Can you put the lines of the data into a JSON list of strings, starting at the line that contains "Ground the knuckle now." and ending at the line that contains "Ground the distant house now."? Use one string per line, include both end lines, and leave out any blank lines.

• Dataset entries:

Begin

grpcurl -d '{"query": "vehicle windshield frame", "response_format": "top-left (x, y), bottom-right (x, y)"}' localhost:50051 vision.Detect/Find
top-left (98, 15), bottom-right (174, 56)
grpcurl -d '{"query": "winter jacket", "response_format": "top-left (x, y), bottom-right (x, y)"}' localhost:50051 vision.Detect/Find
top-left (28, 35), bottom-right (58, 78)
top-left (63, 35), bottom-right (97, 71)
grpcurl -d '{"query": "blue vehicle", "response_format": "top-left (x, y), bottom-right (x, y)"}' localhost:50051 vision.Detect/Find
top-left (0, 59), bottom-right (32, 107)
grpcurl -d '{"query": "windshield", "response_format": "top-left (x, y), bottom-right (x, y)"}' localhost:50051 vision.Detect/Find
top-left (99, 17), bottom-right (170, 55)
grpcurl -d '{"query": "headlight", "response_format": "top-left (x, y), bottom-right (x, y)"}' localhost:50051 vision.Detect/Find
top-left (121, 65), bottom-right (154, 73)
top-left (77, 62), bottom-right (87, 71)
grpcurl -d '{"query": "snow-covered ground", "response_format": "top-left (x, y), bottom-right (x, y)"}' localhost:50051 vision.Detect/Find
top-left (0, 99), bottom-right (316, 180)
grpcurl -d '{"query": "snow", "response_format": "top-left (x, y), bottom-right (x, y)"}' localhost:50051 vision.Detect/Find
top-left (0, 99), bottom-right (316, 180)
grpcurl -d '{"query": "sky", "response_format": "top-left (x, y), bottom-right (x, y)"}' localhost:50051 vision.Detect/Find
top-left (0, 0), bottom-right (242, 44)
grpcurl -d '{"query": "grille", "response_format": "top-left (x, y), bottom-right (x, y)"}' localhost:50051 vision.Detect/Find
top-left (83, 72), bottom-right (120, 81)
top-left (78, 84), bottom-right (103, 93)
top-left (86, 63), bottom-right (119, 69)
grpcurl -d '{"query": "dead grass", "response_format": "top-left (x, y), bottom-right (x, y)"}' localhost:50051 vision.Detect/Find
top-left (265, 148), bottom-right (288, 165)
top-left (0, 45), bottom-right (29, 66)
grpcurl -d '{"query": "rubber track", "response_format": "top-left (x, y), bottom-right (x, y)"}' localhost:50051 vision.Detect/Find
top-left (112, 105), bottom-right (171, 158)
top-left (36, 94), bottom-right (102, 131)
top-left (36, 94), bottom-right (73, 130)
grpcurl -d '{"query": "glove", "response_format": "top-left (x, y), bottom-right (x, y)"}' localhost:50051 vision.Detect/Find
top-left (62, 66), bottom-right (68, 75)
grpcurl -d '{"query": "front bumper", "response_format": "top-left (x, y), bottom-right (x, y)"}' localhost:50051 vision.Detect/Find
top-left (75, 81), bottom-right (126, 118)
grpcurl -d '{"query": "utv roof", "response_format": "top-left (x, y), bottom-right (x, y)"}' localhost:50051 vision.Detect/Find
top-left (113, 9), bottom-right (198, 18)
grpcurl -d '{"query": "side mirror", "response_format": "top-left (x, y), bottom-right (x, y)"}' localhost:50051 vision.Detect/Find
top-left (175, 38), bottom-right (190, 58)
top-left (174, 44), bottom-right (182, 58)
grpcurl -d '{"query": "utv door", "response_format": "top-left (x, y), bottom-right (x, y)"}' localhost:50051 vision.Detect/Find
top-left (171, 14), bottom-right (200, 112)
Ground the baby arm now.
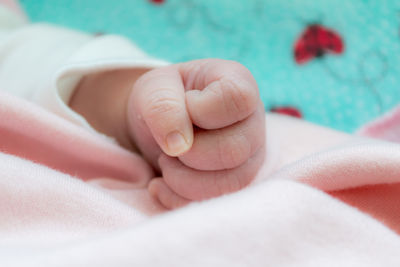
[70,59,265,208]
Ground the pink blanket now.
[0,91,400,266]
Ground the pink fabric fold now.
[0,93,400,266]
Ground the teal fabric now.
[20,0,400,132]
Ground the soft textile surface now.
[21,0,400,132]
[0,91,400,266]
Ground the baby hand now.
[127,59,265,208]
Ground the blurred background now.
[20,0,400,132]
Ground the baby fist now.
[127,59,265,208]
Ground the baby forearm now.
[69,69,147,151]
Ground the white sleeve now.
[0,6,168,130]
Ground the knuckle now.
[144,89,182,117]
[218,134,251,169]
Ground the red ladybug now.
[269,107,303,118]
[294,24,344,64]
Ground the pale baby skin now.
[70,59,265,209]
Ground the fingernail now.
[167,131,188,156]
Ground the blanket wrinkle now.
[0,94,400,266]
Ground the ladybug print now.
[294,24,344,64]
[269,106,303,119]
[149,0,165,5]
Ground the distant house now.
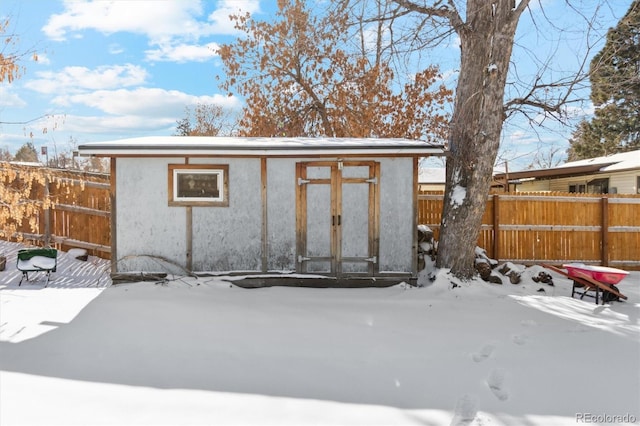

End
Begin

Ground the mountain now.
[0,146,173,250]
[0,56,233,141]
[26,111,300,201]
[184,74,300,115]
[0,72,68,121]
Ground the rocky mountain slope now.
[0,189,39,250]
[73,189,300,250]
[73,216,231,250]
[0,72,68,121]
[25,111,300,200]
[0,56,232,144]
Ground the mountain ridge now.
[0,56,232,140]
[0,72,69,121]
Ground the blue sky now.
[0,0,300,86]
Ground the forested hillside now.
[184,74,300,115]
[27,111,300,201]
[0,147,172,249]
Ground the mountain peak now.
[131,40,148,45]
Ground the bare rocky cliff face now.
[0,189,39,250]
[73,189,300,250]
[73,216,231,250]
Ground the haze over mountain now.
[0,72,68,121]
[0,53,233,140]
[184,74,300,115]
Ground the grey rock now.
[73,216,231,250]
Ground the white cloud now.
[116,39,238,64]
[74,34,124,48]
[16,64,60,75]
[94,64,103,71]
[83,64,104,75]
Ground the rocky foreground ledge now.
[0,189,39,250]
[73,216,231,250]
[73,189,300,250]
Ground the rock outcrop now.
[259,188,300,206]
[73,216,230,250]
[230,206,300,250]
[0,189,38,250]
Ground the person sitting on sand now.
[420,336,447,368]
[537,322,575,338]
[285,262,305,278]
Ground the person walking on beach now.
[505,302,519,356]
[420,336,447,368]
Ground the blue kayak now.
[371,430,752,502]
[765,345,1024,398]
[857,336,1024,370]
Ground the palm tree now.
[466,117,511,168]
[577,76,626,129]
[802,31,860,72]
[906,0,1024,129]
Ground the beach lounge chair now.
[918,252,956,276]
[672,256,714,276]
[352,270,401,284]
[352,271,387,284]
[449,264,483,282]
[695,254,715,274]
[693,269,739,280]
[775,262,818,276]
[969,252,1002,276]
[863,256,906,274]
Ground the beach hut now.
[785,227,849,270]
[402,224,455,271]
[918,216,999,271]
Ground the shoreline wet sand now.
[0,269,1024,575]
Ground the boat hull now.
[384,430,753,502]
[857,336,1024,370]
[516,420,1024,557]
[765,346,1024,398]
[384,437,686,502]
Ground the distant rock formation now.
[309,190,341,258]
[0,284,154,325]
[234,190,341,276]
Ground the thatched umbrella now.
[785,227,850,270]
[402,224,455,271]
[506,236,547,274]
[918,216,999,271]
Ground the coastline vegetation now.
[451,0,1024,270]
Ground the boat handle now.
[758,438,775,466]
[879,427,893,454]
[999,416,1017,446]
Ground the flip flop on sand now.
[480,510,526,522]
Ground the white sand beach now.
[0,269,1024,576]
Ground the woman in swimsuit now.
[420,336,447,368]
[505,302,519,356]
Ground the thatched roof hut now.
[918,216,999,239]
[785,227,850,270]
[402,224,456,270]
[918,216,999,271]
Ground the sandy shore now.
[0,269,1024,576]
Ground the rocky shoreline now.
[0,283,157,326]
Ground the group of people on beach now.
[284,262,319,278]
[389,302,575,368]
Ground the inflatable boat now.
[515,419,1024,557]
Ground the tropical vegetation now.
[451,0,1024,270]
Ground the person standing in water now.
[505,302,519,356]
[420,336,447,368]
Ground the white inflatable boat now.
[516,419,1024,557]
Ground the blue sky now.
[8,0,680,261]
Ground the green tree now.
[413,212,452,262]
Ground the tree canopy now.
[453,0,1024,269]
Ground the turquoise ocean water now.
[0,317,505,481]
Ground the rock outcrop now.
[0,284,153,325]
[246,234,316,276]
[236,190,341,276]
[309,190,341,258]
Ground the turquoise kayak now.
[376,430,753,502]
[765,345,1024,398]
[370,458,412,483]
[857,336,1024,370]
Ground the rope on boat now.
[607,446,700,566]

End
Begin

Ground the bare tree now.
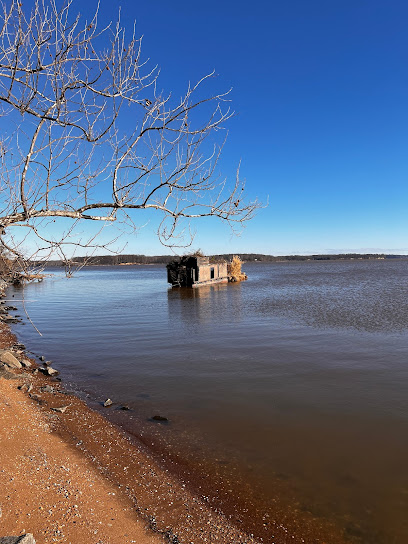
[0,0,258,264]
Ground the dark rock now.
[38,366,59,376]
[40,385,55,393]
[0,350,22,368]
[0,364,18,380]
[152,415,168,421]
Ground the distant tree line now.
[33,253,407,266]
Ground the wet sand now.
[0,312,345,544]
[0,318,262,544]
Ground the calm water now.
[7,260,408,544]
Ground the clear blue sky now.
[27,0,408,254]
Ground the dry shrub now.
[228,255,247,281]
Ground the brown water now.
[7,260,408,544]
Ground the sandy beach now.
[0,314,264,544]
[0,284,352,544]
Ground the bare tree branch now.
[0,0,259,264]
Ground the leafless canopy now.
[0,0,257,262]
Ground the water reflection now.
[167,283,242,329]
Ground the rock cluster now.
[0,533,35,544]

End

• Response:
[
  "Ground the knuckle now.",
  "[144,89,182,117]",
  "[218,134,251,169]",
  "Ground the red ladybug now.",
  "[269,107,303,118]",
  "[294,24,344,64]",
  "Ground the pale baby skin now.",
  "[70,59,265,209]",
  "Ground the fingernail now.",
  "[167,131,188,156]",
  "Ground the blanket wrinkle now.",
  "[0,94,400,266]",
  "Ground the ladybug print now.",
  "[294,24,344,64]",
  "[269,106,303,119]",
  "[149,0,165,5]",
  "Ground the distant house now."
]